> _TASK_
Count the lines in the items below that contain the string "petal", and give only that number.

•••

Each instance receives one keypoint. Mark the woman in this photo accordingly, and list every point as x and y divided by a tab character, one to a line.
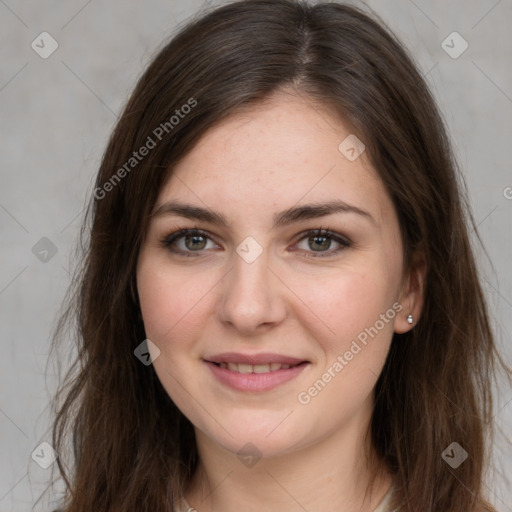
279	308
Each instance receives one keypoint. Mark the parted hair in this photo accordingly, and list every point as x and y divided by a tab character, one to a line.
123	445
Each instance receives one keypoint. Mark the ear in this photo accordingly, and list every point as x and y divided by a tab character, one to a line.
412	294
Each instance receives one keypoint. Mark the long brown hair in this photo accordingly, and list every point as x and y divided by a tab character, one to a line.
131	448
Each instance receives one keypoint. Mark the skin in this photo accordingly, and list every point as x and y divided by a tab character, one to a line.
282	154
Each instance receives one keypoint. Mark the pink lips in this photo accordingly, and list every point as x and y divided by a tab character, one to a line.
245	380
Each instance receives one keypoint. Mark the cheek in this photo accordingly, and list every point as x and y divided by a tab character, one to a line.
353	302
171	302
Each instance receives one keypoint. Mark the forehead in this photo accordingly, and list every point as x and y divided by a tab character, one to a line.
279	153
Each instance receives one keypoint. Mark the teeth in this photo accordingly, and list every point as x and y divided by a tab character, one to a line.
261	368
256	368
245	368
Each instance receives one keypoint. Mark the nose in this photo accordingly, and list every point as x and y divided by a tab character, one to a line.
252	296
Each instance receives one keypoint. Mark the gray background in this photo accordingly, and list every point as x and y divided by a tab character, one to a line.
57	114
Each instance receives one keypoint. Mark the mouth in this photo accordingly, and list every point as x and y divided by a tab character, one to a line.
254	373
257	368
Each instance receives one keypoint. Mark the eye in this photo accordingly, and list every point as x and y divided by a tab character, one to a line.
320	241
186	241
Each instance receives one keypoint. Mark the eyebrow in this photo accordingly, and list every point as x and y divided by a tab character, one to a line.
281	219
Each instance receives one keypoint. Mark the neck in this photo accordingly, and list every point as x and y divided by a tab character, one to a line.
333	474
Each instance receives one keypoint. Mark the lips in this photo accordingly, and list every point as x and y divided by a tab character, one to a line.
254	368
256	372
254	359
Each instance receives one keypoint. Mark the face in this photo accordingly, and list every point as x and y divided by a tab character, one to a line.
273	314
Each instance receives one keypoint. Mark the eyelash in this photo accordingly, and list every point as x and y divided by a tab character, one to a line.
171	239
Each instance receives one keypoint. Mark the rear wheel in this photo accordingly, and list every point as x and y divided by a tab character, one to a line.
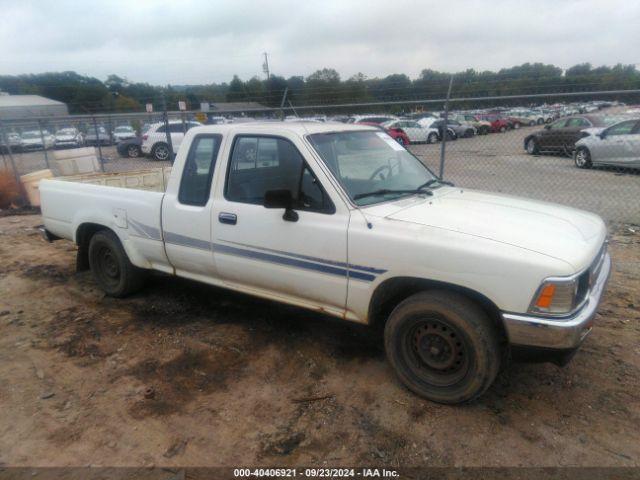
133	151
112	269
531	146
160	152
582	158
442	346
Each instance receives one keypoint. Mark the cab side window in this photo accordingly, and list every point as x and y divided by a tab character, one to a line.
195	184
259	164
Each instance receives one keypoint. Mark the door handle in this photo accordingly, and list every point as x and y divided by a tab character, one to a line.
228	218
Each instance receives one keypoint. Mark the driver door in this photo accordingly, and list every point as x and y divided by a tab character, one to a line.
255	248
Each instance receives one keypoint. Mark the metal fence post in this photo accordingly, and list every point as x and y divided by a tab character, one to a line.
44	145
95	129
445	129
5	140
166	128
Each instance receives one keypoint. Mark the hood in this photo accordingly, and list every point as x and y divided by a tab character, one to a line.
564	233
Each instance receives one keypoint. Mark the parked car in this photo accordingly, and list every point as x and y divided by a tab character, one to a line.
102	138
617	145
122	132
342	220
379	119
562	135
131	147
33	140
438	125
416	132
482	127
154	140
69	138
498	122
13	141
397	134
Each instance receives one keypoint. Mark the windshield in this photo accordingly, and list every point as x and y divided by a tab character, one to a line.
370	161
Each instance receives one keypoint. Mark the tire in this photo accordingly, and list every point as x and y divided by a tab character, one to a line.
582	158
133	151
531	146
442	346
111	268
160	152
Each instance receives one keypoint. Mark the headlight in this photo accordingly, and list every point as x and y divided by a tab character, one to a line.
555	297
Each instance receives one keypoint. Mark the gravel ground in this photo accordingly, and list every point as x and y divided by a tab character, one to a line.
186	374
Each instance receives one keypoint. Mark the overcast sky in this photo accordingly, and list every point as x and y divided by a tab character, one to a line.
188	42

•••

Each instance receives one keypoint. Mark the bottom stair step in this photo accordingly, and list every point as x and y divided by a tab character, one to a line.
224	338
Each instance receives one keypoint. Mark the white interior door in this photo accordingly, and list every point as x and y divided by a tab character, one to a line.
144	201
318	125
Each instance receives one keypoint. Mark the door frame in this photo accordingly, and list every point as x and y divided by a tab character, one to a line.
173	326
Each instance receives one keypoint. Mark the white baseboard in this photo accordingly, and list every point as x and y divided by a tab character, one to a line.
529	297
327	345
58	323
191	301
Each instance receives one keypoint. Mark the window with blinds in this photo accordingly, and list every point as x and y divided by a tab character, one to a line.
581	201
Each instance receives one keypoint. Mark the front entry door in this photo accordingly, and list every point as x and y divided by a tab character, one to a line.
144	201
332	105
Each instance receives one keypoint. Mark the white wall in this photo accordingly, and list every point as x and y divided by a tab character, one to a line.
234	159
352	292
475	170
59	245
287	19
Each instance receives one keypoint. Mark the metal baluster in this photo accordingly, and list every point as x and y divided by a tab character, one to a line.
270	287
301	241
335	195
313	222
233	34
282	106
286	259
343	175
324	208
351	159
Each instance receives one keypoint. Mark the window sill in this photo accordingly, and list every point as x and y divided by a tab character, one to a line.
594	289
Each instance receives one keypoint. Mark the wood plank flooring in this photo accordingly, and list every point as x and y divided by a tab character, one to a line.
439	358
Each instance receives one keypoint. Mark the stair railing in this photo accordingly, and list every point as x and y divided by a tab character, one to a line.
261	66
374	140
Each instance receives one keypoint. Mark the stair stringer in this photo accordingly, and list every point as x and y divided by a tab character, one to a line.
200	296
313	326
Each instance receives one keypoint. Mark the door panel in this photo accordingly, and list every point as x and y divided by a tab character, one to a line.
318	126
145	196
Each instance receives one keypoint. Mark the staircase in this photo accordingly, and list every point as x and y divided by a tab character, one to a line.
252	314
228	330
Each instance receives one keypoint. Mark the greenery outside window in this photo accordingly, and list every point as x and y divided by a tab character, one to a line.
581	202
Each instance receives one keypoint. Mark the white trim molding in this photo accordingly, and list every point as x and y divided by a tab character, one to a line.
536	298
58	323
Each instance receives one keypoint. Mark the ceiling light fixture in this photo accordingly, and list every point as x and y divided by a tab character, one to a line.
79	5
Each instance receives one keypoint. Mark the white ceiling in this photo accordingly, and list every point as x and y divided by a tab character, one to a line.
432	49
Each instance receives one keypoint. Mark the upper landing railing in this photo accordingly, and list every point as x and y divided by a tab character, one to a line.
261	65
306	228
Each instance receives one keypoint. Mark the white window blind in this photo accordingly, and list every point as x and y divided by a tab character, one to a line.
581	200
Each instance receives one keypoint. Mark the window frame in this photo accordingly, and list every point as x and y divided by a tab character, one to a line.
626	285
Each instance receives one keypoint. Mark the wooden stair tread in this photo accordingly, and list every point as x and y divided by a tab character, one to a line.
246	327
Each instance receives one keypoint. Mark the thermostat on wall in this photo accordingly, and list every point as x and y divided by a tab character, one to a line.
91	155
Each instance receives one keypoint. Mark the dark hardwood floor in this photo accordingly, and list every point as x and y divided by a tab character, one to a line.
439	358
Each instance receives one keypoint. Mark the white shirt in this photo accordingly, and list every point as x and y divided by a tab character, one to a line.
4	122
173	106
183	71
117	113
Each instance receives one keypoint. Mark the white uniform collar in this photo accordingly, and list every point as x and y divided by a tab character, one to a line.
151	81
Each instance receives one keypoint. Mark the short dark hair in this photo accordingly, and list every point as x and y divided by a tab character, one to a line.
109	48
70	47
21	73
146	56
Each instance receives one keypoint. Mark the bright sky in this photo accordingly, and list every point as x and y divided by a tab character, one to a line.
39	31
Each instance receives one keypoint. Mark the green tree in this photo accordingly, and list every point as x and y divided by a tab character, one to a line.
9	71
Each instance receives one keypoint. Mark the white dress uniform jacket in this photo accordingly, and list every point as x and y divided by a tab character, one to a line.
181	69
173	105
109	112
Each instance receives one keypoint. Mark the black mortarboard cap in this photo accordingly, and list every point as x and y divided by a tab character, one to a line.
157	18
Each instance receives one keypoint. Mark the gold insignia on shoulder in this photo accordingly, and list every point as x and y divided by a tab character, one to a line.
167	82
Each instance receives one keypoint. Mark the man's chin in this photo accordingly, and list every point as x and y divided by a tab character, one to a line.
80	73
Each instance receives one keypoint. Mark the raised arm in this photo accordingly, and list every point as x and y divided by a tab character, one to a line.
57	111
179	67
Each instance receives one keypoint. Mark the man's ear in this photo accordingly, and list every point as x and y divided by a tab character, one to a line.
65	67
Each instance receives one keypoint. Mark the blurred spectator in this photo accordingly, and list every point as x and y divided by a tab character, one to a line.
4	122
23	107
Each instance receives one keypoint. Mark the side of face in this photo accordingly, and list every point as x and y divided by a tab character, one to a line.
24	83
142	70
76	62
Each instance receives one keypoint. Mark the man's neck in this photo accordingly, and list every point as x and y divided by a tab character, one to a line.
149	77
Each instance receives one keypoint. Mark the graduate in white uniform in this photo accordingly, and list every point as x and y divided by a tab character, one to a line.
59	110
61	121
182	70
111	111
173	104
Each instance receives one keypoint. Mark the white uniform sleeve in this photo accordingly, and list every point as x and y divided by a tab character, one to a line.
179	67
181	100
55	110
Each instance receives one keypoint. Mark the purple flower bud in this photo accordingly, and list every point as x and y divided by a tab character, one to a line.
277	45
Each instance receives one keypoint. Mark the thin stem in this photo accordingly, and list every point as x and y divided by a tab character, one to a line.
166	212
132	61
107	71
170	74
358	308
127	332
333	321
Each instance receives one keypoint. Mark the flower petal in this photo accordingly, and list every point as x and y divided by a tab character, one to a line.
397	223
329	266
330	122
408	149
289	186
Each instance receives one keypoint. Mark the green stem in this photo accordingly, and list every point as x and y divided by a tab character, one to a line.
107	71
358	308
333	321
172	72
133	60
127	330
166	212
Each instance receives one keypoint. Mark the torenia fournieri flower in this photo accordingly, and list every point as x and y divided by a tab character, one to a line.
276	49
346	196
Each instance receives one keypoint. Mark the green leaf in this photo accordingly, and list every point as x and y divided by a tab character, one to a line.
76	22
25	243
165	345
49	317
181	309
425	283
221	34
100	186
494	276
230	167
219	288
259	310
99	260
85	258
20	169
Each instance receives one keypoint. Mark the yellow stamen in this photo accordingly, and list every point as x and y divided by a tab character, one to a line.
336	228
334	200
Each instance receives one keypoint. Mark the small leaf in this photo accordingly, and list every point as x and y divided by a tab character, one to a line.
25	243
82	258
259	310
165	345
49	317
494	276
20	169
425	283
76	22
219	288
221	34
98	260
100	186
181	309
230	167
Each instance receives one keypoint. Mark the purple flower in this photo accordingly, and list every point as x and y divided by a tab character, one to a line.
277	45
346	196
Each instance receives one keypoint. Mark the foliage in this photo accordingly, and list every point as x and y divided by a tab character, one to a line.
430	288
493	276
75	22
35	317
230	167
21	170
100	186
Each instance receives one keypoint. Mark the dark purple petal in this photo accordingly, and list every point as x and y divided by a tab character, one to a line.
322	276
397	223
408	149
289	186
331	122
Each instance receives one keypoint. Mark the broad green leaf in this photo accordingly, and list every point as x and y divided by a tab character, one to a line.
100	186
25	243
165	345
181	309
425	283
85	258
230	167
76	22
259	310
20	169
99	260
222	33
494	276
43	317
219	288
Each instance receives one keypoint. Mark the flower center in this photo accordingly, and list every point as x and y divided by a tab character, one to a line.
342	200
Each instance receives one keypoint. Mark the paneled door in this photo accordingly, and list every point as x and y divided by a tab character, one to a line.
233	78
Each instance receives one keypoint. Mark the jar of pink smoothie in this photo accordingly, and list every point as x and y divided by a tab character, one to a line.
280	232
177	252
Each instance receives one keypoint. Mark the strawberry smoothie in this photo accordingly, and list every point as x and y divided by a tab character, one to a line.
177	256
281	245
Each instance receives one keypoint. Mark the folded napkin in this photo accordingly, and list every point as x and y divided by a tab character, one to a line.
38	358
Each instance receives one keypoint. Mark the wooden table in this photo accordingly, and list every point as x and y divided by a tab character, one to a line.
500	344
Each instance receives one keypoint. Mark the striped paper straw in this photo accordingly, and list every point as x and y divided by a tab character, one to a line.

•••

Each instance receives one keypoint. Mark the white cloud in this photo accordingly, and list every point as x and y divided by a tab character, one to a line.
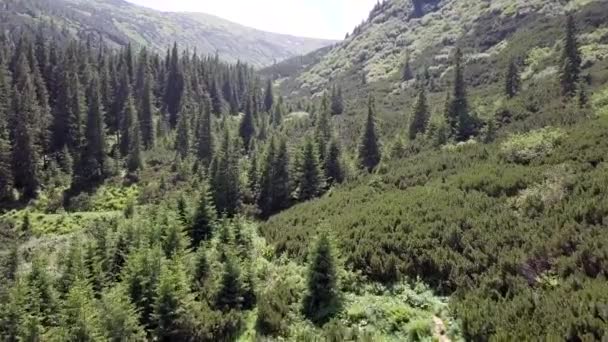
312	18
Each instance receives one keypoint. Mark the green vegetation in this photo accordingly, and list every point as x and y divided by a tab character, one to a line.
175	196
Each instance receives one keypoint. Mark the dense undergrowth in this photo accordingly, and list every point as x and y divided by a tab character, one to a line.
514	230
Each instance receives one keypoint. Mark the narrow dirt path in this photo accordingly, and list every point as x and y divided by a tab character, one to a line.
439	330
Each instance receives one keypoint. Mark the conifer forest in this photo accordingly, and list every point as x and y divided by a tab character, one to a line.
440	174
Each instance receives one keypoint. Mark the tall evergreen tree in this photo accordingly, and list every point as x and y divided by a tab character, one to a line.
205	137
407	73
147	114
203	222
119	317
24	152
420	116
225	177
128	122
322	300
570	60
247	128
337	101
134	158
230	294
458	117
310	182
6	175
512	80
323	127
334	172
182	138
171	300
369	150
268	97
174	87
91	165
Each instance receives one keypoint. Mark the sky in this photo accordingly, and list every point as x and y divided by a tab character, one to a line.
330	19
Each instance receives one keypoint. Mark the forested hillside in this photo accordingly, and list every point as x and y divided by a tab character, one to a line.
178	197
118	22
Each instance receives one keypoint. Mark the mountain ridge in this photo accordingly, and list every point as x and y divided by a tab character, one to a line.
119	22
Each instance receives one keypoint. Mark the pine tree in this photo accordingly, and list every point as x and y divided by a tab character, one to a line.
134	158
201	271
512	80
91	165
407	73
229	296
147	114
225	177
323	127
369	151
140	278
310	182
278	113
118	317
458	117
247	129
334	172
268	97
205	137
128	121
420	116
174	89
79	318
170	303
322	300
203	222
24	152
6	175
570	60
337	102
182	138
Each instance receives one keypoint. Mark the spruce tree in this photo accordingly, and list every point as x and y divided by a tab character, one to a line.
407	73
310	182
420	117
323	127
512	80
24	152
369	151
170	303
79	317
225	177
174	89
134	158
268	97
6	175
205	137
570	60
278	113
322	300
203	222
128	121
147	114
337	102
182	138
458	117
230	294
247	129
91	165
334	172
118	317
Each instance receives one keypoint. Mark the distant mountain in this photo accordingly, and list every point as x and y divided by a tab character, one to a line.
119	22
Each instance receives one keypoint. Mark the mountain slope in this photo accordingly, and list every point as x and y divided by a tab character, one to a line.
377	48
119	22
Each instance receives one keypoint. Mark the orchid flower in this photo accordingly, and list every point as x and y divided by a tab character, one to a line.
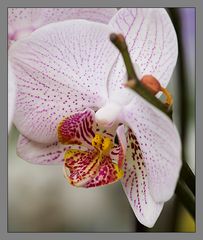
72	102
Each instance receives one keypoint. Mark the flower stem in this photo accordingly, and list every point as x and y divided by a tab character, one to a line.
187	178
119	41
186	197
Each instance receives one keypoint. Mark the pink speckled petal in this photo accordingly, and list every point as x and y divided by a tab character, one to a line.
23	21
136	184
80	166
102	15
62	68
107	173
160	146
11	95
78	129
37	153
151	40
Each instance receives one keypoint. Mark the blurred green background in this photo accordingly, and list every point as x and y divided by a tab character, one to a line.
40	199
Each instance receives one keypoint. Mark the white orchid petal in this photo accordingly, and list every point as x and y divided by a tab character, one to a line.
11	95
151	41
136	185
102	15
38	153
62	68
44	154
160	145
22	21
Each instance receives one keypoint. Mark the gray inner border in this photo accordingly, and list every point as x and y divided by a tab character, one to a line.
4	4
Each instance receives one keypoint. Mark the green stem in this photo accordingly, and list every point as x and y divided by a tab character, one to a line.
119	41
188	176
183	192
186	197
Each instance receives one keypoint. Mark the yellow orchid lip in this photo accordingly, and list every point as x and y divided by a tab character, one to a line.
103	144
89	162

•••

> _TASK OUTPUT_
4